### Aim of the exercise:
Each and every line of the data must appear exactly as given.

Referring expression pointing data
···
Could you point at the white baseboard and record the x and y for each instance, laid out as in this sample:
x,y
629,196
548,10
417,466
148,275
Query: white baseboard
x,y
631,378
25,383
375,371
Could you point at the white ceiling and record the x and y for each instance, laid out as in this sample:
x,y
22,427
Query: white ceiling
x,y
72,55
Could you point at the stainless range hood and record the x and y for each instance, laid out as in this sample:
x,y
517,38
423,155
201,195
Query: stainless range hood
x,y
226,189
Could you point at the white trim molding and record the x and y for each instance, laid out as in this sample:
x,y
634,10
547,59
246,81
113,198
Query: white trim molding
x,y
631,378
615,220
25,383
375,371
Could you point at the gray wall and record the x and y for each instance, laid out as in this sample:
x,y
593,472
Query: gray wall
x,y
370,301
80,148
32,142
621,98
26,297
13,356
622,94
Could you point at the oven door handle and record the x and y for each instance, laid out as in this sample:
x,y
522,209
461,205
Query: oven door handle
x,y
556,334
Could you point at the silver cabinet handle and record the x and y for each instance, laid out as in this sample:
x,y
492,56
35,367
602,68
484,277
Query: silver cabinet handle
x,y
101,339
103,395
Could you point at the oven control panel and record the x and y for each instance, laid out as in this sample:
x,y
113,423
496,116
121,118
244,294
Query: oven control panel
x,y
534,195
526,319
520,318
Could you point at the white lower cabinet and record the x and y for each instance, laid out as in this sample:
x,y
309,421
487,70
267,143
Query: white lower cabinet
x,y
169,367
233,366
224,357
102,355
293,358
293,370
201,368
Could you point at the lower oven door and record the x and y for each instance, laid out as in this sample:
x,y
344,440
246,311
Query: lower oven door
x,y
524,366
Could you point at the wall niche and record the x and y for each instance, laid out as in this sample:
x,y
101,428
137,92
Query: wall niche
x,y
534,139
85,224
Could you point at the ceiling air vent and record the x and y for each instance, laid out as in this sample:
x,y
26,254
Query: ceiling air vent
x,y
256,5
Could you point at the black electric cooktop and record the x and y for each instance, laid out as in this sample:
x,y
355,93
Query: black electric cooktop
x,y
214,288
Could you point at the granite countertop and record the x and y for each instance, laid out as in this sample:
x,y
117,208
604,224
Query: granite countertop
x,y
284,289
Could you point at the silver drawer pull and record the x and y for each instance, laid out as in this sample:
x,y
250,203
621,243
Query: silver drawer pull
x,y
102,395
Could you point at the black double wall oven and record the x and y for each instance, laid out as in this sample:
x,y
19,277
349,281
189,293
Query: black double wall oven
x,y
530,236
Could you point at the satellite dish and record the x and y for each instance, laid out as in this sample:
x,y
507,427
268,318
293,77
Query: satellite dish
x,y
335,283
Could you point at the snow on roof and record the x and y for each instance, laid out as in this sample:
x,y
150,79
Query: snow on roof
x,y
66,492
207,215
···
### Task result:
Could you point at the white baseboard and record the x and y for each instance, laid out as in this sample:
x,y
629,196
548,10
417,466
148,275
Query: white baseboard
x,y
631,378
25,383
375,371
Could you point at the white ceiling and record the x and y for each instance, laid out as in this sample:
x,y
22,427
Query: white ceiling
x,y
72,55
Could you point at the stainless range hood and record the x and y for each instance, laid out as in this sample:
x,y
517,38
423,155
201,195
Query: stainless range hood
x,y
226,189
Could you point at the white trim molding and record the x and y for each instance, laid out as in this sample:
x,y
634,10
547,59
246,81
113,198
Query: white trim molding
x,y
631,378
615,220
25,383
375,371
Could you point at the gray wall and record the x and y for each instance, laid out as in this sample:
x,y
593,472
Query: gray wall
x,y
370,301
80,148
32,142
621,98
26,297
13,356
622,94
Could you point at the oven door handle and record the x and y for each instance, laid out as in this sample:
x,y
522,209
461,205
Query: oven door handle
x,y
556,334
Could you point at the silver cabinet handle and record the x and y for each instance, laid out as in this sample:
x,y
492,56
35,367
602,68
484,277
Query: silver cabinet handle
x,y
101,339
103,395
Could you point at the oven control panel and record the x and y for each instance, laid out as in this sample:
x,y
113,423
496,116
121,118
244,294
Query: oven control panel
x,y
534,195
526,319
520,318
Could you point at the white lower cabinet and record the x and y for each instance, laid out as in this sample:
x,y
309,421
487,70
267,143
Query: white lower cabinet
x,y
169,367
233,366
224,357
102,355
293,358
293,370
201,368
Could you point at the lower oven door and record the x and y for each instance, laid out as in this sample:
x,y
344,440
246,311
Query: lower oven door
x,y
524,366
Could you point at the wall niche and record the x and y for each instance, laid out as in this sample:
x,y
101,428
137,92
Query: wall niche
x,y
534,139
85,224
Could you point at the ceiling air vent and record the x and y for each instance, laid out as in this sample:
x,y
26,254
Query: ceiling air vent
x,y
256,5
Could you point at the black electric cooktop and record the x and y for each instance, laid out as in this sample:
x,y
355,93
Query: black electric cooktop
x,y
214,288
Could you point at the granite countertop and record the x and y for each instance, laid out as in this sample:
x,y
117,208
604,224
Query: granite countertop
x,y
284,289
Could you point at the silver drawer pull and record the x and y for each instance, laid out as in this sample:
x,y
250,203
621,243
Query: silver drawer pull
x,y
102,395
Could you point at the black double wall oven and record the x and y for each instance, laid out as in this sample:
x,y
19,277
349,281
189,293
Query: black double wall oven
x,y
530,236
Could you point at the satellite dish and record the x and y for each instance, laid out as in this sample:
x,y
507,427
268,318
293,77
Query: satellite dish
x,y
335,283
Could you point at the snow on roof and record the x and y for each instance, laid out as in this sample:
x,y
150,79
Query: snow on roof
x,y
66,492
207,215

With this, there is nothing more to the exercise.